OBJECTIVE –
List every line in the listing below that contains the word "window".

━━━━━ MATERIAL SHOWN

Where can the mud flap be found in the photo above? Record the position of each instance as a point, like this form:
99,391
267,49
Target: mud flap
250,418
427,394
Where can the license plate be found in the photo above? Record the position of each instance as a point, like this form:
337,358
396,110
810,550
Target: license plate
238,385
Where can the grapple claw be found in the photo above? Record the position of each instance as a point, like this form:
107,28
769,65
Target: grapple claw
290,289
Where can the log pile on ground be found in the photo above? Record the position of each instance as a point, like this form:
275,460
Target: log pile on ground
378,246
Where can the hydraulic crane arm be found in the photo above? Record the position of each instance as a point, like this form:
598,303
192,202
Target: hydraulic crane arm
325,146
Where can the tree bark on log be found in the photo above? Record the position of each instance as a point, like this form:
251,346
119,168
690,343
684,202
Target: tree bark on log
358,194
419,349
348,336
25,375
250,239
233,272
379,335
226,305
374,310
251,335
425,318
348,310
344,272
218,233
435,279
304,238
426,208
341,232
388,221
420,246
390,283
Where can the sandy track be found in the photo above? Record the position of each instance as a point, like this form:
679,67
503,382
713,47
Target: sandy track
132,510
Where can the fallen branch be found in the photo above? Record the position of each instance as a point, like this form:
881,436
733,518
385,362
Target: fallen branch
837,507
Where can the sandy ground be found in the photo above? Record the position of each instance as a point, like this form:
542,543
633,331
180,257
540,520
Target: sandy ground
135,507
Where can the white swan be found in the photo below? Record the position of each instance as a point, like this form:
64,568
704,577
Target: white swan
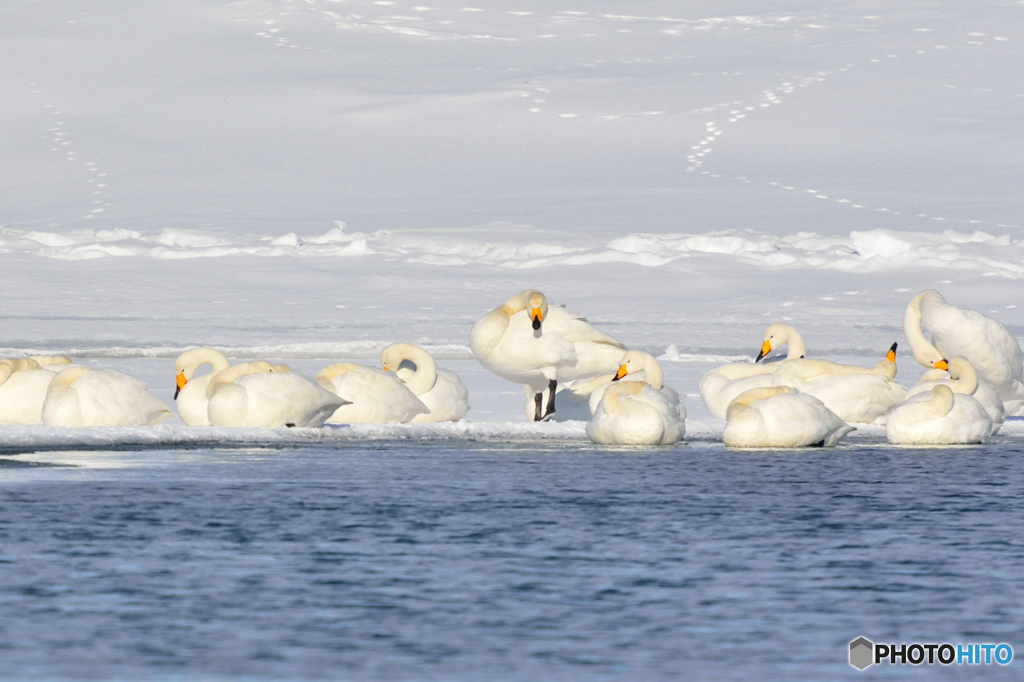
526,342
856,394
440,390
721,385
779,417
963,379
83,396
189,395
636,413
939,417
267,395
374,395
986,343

━━━━━━━━━━
━━━━━ MATERIAL SHOWN

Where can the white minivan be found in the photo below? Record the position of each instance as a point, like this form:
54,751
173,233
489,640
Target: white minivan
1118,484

━━━━━━━━━━
━━━━━ MATERIAL SHOWN

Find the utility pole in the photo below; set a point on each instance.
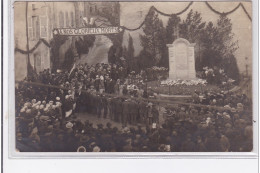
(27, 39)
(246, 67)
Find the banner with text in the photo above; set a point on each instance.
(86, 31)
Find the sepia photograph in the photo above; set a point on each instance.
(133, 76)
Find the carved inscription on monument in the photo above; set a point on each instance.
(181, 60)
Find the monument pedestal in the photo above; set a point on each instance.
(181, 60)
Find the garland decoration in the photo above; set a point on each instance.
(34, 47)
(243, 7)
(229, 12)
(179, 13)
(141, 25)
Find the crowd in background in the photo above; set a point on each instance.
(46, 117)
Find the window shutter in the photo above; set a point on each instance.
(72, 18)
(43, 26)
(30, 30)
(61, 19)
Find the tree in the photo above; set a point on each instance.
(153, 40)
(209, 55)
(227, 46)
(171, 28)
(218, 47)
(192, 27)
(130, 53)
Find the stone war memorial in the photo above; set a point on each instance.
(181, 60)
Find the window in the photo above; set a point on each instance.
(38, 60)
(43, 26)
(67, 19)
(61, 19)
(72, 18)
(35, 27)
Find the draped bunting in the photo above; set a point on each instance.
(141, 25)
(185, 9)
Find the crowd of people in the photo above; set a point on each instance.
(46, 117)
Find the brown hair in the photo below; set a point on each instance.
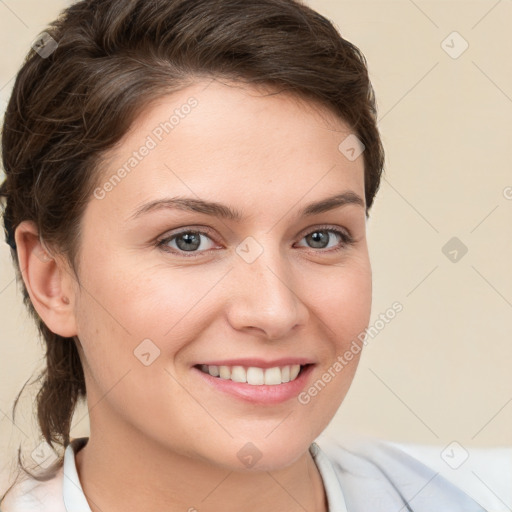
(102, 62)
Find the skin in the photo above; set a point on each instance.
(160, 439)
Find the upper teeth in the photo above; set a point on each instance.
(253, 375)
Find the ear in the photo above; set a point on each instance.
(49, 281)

━━━━━━━━━━

OUTPUT FOR THIS TASK –
Find the window shutter in the photo above; set a point on each instance.
Find the window in the photo above; set a point on each instance.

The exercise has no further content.